◆ **Aangeleverd fragment**
##############################

De commissie neemt haar beslissing nu op basis van een ‘papieren kind’. Er zitten hele klassen bij, waarover uitgebreide verslagen door de betrokkenen worden geschreven, terwijl de TLV commissie in één oogopslag zou kunnen zien dat een andere vorm van onderwijs voor deze kinderen niet haalbaar is. Dat zou de mensen die het schrijven, en de commissieleden die dat allemaal moeten lezen, een heleboel tijd schelen. En die tijd kan men dan weer gebruiken voor het belangrijkere werk, met de kinderen, in plaats van computerwerk. Maar ze willen niet komen; zo werken ze niet.

Schrijnend, toch?

Gezellig op vakantie?!

Een vriendin mailt me vanaf haar vakantieadres met een vraag. Ze omschrijft een jongetje van vier jaar oud, met beide ouders op vakantie, moeder weer zwanger. Het jongetje vertoont, in haar optiek, abnormaal gedrag. De vriendin heeft zelf een zoontje van 2,5 en vraagt mij of dit is hoe hij zich straks zal gaan gedragen. Ze maakt zich zorgen, al denkt ze wel te weten dat het jongetje niet ‘gemiddeld’ is. De mail omvat een gedetailleerd verslag van zijn gedragingen: onbeleefd richting onbekende volwassenen en kinderen (schreeuwt: “wat moet je?!” Als er naar hem gekeken wordt), krijgt een woede-uitbarsting als hij zijn zin niet krijgt, wil andere kinderen pijn doen, praat voortdurend over poep en plas. Ouders lijken zich om beurten op de hotelkamer af te zonderen om uit te rusten. De vriendin vraagt zich af of het jongetje misschien ADHD heeft, of PDD-NOS? Ze is geen kenner op dit gebied en vraagt mij aan welke diagnose(s) ik denk.

Tegelijkertijd beschrijft ze zelf al de meest waarschijnlijke oorzaak van dit gedrag: vader geeft aan dat hij vindt dat het jongetje zelf zijn grenzen moet leren kennen (ondanks de zeer gevaarlijke situaties die dit soms oplevert), moeder is erg (te) lief en lacht het weg als hij zich misdraagt, en áls ze al een grens trekt, ontkracht ze deze vervolgens volledig door het jongetje na de straf een kusje of knuffel te geven. Waarna het jongetje weer volledig over haar heen walst.

Consequent zijn en grenzen stellen, je hoort zó vaak hoe belangrijk het is bij het opvoeden van kinderen. Het jongetje is een klassiek voorbeeld van wat er kan gebeuren als je dat niet doet, wat overigens niet wegneemt dat er nog meer aan het gedrag ten grondslag zou kunnen liggen. Al denk ik dat het in dit geval een kind is waar later inderdaad een stempel op gedrukt wordt, omdat hij ‘onhandelbaar’ is op school, en de oorzaak dan vaak nog te weinig in de opvoeding wordt gezocht. Ondanks dat je als ouders vaak wel weet wat het beste is, is het makkelijker gezegd dan gedaan. Want als je schattige kind een zacht (of hard) huiltje opzet als het zijn of haar zin niet krijgt, ben je daar als ouder uiteraard gevoelig voor. En dan blijkt opvoeden toch best een ingewikkelde zaak ;-).

##############################

◆ **Geselecteerde gegevens**
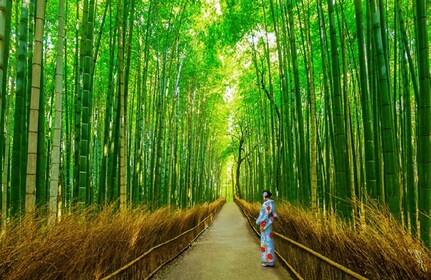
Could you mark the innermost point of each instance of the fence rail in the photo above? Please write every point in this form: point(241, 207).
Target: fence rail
point(311, 252)
point(137, 274)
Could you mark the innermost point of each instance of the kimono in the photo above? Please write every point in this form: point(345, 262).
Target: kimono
point(266, 218)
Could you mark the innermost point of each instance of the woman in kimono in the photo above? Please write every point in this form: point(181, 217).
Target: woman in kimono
point(266, 218)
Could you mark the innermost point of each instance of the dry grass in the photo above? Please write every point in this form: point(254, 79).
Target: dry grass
point(381, 249)
point(89, 245)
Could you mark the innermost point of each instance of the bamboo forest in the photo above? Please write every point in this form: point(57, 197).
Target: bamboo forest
point(138, 107)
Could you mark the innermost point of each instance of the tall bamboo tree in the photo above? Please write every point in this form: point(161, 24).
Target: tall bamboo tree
point(424, 123)
point(34, 110)
point(55, 165)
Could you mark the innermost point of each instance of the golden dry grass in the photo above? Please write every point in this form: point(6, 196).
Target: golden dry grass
point(89, 245)
point(379, 249)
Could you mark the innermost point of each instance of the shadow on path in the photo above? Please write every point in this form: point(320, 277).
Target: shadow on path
point(228, 250)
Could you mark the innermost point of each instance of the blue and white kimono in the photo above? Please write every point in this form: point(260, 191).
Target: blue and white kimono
point(266, 218)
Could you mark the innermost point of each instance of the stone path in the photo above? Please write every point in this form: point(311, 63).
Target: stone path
point(228, 250)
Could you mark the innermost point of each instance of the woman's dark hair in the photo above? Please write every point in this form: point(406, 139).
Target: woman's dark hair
point(268, 193)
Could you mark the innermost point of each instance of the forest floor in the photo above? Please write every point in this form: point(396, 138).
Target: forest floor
point(228, 250)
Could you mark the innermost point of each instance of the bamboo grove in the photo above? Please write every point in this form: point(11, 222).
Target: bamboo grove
point(325, 103)
point(106, 101)
point(340, 109)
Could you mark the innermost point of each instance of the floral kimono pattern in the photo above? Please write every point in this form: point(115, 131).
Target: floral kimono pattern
point(265, 220)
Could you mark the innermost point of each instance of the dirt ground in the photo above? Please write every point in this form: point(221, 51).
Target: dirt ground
point(228, 250)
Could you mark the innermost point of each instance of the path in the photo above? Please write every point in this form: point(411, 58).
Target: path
point(228, 250)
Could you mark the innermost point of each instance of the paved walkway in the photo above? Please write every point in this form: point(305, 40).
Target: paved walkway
point(228, 250)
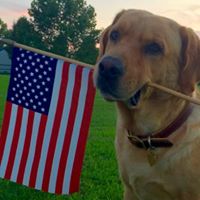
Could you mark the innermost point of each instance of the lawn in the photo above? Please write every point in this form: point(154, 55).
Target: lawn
point(99, 180)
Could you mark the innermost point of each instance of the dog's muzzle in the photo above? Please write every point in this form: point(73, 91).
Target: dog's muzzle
point(110, 70)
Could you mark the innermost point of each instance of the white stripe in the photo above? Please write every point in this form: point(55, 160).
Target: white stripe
point(63, 126)
point(34, 135)
point(76, 131)
point(20, 145)
point(9, 140)
point(49, 125)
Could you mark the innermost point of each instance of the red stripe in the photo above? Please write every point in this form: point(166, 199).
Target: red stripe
point(69, 130)
point(37, 155)
point(26, 147)
point(78, 161)
point(14, 142)
point(56, 127)
point(5, 126)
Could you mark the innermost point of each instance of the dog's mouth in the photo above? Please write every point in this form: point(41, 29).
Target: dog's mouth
point(134, 100)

##############################

◆ **Opdracht**
Schrijf alles vanaf "Consequent zijn en" tot en met "ingewikkelde zaak ;-)." uit het aangeleverde fragment opnieuw op, en zet daarbij "ongezeglijk" in plaats van "onhandelbaar".

◆ **Uitwerking**
Consequent zijn en grenzen stellen, je hoort zó vaak hoe belangrijk het is bij het opvoeden van kinderen. Het jongetje is een klassiek voorbeeld van wat er kan gebeuren als je dat niet doet, wat overigens niet wegneemt dat er nog meer aan het gedrag ten grondslag zou kunnen liggen. Al denk ik dat het in dit geval een kind is waar later inderdaad een stempel op gedrukt wordt, omdat hij ‘ongezeglijk’ is op school, en de oorzaak dan vaak nog te weinig in de opvoeding wordt gezocht. Ondanks dat je als ouders vaak wel weet wat het beste is, is het makkelijker gezegd dan gedaan. Want als je schattige kind een zacht (of hard) huiltje opzet als het zijn of haar zin niet krijgt, ben je daar als ouder uiteraard gevoelig voor. En dan blijkt opvoeden toch best een ingewikkelde zaak ;-).